Requirement: Retype exactly the span of lines below from the one with "column 443, row 184" through the one with "column 172, row 475". Do not include pictures.

### Material for the task

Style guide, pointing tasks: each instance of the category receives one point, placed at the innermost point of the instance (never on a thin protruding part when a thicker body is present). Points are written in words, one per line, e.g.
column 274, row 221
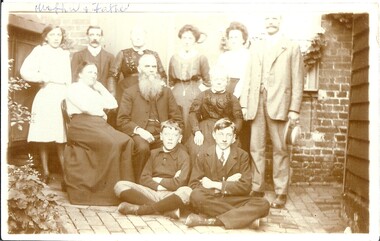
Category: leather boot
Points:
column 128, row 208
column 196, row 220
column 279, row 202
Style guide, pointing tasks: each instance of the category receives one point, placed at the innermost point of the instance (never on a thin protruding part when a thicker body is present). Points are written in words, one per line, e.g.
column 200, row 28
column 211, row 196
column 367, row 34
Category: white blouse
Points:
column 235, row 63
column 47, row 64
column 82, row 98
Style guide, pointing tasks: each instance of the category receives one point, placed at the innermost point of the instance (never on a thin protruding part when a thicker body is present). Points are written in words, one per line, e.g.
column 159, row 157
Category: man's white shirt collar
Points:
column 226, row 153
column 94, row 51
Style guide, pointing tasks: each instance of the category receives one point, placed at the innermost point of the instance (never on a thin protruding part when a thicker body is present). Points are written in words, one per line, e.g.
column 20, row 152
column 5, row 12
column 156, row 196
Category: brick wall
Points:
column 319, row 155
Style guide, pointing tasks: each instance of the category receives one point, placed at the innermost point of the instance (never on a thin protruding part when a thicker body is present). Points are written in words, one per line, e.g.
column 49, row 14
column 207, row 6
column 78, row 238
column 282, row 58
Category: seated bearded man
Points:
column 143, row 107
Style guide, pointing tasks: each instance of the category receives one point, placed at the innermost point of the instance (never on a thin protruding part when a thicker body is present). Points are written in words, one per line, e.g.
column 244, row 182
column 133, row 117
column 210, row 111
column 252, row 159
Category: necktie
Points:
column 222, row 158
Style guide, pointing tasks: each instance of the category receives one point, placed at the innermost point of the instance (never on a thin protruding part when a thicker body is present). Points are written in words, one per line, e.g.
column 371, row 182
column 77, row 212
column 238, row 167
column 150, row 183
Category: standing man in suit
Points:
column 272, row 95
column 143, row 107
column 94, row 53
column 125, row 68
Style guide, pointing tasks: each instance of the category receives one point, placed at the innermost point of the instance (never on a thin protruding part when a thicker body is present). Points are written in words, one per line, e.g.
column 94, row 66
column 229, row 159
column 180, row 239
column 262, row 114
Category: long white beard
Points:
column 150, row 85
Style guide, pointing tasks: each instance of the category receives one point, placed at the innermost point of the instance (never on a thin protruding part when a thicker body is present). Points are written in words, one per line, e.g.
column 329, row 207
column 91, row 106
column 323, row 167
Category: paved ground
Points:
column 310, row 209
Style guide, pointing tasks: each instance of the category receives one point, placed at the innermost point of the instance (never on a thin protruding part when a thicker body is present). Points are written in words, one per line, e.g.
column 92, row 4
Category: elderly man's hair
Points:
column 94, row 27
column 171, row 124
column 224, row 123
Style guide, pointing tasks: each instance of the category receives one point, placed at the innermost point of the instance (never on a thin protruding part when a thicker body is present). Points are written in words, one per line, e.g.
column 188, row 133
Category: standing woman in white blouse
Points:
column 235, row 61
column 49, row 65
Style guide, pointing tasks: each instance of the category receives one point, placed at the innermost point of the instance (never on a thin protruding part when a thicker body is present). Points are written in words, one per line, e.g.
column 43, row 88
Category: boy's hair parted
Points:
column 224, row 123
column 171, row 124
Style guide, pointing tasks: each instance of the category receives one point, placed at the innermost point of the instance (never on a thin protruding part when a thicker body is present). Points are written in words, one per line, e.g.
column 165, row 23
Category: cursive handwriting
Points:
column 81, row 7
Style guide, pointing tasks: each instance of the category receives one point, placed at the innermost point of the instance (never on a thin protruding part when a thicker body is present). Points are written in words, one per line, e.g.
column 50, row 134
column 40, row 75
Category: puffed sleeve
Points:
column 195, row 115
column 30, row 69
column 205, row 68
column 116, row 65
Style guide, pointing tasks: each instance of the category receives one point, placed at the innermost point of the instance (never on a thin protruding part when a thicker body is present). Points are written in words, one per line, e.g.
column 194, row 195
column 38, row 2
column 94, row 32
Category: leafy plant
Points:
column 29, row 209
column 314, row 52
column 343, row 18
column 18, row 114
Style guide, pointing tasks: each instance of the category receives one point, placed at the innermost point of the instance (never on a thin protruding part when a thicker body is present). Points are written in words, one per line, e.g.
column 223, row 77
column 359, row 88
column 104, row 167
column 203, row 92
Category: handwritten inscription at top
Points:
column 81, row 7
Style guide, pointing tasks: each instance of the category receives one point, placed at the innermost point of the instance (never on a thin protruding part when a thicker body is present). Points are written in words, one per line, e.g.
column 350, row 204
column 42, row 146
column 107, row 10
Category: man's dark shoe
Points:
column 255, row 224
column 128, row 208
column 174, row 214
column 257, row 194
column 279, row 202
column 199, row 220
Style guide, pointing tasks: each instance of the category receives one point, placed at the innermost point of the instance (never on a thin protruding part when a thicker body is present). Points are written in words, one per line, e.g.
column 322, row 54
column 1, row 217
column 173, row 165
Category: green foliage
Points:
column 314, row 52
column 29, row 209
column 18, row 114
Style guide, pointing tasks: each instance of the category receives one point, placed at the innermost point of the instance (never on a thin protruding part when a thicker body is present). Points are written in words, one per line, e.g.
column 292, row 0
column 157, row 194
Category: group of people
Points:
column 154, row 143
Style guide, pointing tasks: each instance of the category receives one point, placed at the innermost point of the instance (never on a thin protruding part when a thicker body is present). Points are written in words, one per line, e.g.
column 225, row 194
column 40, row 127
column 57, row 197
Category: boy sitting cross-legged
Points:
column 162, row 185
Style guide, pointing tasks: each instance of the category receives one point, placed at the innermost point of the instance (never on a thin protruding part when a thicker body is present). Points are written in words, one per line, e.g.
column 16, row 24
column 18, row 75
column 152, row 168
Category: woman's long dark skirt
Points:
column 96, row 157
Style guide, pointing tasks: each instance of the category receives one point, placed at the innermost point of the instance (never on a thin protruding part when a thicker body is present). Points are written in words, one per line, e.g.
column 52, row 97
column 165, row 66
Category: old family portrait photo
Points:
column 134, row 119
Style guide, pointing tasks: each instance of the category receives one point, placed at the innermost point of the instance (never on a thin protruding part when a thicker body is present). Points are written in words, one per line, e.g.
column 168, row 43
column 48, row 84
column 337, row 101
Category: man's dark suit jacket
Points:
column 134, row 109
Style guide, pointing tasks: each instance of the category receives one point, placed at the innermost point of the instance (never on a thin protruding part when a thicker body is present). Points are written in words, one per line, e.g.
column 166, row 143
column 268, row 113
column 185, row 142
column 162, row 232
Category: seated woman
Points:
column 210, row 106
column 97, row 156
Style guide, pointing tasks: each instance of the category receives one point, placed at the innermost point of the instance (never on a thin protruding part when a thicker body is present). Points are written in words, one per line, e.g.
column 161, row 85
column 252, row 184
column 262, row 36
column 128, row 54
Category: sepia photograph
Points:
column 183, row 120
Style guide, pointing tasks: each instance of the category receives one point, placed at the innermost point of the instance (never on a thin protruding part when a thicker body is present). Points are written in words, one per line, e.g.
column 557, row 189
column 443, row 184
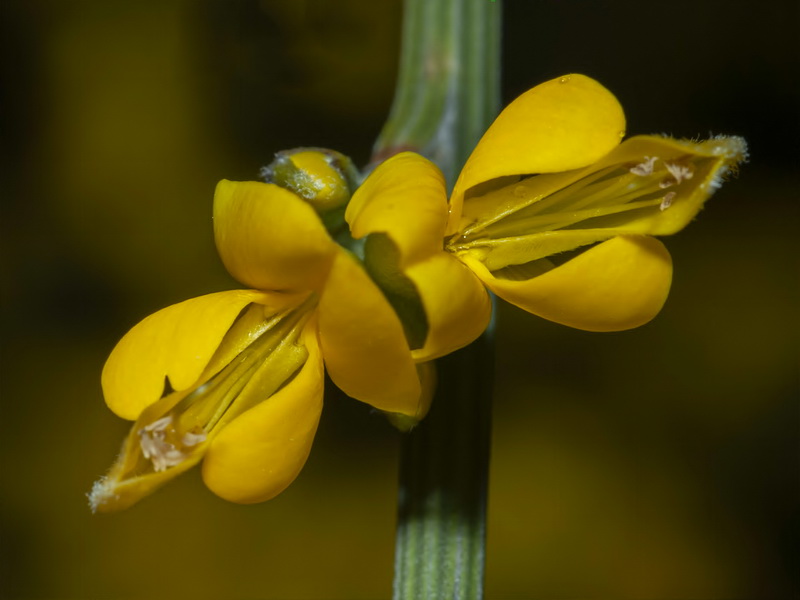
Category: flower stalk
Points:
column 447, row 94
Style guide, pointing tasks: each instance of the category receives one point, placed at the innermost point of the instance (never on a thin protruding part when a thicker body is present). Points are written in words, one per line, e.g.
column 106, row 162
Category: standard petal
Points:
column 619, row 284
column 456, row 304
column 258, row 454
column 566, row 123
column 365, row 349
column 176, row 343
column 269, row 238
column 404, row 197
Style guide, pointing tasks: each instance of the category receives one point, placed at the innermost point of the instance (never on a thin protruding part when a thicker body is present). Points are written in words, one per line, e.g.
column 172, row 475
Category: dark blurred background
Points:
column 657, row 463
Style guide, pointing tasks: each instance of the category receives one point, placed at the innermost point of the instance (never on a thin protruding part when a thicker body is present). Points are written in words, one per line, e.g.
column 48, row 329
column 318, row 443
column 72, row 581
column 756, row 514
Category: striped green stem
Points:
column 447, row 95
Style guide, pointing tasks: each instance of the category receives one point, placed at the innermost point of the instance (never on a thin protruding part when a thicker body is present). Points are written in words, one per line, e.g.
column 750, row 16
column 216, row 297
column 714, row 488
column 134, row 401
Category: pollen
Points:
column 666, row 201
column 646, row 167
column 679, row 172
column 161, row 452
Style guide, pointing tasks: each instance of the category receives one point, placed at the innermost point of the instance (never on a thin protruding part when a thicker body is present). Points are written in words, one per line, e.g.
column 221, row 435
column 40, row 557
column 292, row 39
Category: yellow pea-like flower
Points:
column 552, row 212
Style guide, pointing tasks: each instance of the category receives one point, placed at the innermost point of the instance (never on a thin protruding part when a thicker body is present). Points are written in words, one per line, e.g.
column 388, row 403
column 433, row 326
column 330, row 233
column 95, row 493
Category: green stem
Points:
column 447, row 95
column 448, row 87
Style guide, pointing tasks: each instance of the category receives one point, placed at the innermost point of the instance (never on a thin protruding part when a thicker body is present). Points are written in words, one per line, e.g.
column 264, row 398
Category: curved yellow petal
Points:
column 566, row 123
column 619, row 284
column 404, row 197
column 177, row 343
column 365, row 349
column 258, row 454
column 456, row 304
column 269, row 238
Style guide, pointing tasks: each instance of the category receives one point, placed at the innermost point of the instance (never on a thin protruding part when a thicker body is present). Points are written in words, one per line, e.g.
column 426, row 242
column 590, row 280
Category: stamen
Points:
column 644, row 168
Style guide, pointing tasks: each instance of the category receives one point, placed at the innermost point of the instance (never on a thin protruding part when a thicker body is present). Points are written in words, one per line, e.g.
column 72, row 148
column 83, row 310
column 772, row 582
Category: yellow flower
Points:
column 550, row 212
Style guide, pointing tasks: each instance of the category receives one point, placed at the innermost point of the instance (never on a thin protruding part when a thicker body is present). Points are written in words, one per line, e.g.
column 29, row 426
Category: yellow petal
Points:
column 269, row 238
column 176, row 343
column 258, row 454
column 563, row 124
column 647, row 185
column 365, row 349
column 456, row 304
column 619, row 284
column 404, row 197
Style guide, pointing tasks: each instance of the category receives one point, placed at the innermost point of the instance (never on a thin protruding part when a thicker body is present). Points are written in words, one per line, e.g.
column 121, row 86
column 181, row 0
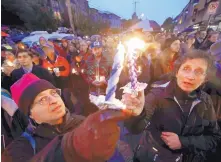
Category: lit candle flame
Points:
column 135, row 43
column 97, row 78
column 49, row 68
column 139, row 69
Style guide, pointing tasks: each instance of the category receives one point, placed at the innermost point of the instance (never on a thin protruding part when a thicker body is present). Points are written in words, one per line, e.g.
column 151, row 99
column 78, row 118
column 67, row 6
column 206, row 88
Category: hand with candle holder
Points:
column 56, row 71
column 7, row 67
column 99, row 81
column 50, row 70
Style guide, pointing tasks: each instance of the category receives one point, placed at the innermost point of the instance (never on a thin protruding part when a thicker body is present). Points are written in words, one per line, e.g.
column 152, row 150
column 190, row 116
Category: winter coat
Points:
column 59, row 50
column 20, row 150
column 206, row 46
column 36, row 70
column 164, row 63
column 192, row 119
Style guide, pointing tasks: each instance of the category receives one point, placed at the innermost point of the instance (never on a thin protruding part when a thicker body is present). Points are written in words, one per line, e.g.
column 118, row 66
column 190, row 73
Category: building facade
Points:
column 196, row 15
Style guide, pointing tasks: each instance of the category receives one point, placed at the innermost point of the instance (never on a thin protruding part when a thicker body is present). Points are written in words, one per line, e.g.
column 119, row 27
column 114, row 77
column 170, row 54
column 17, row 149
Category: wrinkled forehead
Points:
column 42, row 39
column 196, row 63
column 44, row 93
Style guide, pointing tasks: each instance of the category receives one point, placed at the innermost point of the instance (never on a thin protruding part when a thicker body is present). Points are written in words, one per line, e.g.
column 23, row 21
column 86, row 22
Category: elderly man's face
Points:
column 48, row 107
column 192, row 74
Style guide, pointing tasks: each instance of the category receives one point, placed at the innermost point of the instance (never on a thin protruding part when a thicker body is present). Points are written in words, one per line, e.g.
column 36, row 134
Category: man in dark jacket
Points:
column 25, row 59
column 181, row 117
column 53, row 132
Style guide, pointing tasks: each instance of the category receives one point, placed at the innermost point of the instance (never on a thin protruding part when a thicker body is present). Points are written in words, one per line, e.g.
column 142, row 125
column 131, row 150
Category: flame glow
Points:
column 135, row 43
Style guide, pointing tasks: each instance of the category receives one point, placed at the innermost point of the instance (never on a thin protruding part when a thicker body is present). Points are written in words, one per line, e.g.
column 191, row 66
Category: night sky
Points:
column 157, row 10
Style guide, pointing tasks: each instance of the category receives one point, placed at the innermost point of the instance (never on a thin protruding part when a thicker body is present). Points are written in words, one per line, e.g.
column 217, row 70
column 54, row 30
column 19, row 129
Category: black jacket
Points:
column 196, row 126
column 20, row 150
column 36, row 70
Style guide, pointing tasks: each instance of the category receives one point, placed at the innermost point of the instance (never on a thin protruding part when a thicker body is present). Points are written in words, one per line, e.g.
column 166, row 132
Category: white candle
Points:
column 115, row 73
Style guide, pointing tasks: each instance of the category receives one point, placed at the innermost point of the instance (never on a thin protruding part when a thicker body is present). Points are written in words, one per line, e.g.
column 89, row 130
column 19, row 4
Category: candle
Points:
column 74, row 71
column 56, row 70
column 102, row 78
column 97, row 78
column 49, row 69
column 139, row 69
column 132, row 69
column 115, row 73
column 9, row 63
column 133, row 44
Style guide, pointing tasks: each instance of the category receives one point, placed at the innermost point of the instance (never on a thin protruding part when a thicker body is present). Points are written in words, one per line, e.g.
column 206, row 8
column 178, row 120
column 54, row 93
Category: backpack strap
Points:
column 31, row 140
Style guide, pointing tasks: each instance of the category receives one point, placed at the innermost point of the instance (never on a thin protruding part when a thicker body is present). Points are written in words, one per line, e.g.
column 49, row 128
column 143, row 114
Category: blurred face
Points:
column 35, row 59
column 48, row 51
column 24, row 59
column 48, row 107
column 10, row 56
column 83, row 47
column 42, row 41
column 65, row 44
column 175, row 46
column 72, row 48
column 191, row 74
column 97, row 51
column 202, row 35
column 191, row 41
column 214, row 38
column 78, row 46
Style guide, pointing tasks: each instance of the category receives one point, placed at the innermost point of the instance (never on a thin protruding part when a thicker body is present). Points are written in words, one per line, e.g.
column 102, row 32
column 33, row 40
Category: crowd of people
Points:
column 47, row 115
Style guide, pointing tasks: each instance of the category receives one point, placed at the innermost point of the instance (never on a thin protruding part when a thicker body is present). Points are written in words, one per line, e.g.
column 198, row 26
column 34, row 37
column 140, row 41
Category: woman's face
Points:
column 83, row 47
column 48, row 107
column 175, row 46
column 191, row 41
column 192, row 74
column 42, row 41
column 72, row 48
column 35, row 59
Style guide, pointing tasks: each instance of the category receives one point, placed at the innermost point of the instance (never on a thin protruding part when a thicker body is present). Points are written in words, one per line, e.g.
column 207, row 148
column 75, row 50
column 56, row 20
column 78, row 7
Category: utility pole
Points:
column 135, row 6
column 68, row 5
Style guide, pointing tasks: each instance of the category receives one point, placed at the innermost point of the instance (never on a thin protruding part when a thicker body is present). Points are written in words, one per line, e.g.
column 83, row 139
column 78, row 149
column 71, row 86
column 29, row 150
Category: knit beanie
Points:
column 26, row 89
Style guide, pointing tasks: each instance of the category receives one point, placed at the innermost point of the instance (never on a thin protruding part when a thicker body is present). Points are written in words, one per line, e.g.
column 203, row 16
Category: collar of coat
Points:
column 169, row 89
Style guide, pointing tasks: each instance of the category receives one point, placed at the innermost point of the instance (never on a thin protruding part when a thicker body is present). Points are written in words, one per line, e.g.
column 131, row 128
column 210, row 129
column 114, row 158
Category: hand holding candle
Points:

######

Answer to the exercise:
column 443, row 184
Category: flower stalk
Points:
column 447, row 94
Style guide, pointing tasks: each instance of the category receives one point, placed at the innermost point of the instance (never on a thin protruding part when a thicker body is present). Points are written in words, one per line, e.g.
column 106, row 162
Category: standard petal
Points:
column 619, row 284
column 456, row 304
column 258, row 454
column 566, row 123
column 365, row 349
column 176, row 343
column 269, row 238
column 404, row 197
Style guide, pointing tasks: each instance of the category receives one point, placed at the innermost point of the instance (never on a thin protruding part when a thicker body is present). Points are written in words, one per line, e.g.
column 172, row 475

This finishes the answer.